» **What to work on**:
Each entry that follows should be retyped in full and exactly.

Point localization data
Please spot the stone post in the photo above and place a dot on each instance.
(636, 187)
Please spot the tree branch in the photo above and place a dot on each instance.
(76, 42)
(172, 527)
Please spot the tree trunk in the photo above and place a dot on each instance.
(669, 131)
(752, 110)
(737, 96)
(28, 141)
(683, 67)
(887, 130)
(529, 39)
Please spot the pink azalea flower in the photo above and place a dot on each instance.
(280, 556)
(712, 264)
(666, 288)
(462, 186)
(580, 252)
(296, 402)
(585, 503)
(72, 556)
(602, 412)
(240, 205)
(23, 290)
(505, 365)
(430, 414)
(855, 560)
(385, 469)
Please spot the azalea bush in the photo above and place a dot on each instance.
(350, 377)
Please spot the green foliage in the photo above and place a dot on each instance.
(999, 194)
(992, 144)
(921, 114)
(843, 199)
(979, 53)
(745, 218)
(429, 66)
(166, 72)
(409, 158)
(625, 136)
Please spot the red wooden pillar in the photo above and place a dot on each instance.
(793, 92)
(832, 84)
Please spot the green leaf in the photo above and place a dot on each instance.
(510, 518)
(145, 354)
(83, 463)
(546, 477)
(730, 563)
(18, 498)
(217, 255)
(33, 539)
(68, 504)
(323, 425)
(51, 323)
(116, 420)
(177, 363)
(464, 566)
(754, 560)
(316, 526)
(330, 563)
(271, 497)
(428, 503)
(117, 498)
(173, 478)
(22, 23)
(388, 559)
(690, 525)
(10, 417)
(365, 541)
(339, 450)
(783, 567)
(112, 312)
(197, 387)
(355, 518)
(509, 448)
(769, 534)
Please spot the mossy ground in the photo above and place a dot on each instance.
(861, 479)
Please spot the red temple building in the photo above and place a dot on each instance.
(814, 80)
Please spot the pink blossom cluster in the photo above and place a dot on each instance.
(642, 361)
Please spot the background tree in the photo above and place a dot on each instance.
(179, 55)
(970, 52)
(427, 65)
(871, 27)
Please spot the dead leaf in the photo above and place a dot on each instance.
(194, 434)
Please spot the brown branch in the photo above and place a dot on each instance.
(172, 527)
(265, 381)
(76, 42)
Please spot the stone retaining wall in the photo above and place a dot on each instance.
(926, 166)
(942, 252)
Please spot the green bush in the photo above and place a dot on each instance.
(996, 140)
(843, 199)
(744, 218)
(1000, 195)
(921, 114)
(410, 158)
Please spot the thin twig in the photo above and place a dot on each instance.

» **Answer area**:
Please spot the stone post in the photo above and place a dot on each instance.
(636, 187)
Please spot the tree branch in the photo above and place a dot on each instance.
(76, 42)
(172, 527)
Please spot the tree trunk in the photo above and place a dot on each instance.
(669, 131)
(752, 110)
(737, 96)
(28, 141)
(683, 67)
(887, 130)
(529, 39)
Please spot the pink azalea flower in the photo above and place a dot on each instance.
(280, 556)
(712, 264)
(666, 288)
(462, 186)
(580, 252)
(296, 402)
(585, 503)
(72, 556)
(602, 412)
(240, 205)
(23, 290)
(505, 365)
(430, 414)
(855, 560)
(385, 469)
Please spot the azalea bush in the photo above and place a dot on each instance.
(350, 377)
Please spot the green foliage in the photo above and place a dot on each instance.
(999, 194)
(992, 144)
(921, 114)
(843, 199)
(979, 53)
(745, 218)
(429, 66)
(166, 72)
(409, 158)
(625, 136)
Please spot the red wooden pillar in the photo above and place a dot on each instance.
(793, 92)
(832, 84)
Please spot the green leaf in the photo above and place a dot on each instance.
(510, 518)
(145, 354)
(83, 463)
(546, 477)
(730, 563)
(18, 498)
(217, 255)
(33, 539)
(68, 504)
(323, 425)
(51, 323)
(116, 420)
(177, 363)
(464, 566)
(754, 560)
(316, 526)
(330, 563)
(271, 497)
(428, 503)
(117, 498)
(173, 478)
(22, 23)
(388, 559)
(690, 525)
(10, 417)
(365, 541)
(339, 450)
(783, 567)
(112, 312)
(197, 387)
(355, 518)
(509, 448)
(769, 534)
Please spot the mossy ground in the photo above and place a dot on each instance.
(861, 479)
Please spot the red temple building in the photo above and place a dot on each instance.
(814, 80)
Please spot the pink blossom cluster in the photo above and place a dot on each instance.
(642, 361)
Please spot the background tree in the photo above and place a dot on each instance.
(179, 55)
(970, 52)
(427, 65)
(871, 27)
Please spot the dead leaf in the photo above and place a dot on each instance.
(194, 434)
Please spot the brown branch in the photo above and place a dot on each instance.
(172, 527)
(265, 381)
(76, 42)
Please spot the stone retaining wall in the photo above and place a dot on each instance.
(926, 166)
(942, 252)
Please spot the green bush in the photo above and place a dot on each instance.
(996, 140)
(843, 199)
(744, 218)
(1000, 195)
(921, 114)
(410, 158)
Please spot the thin twig in the photo above and place a dot on each instance.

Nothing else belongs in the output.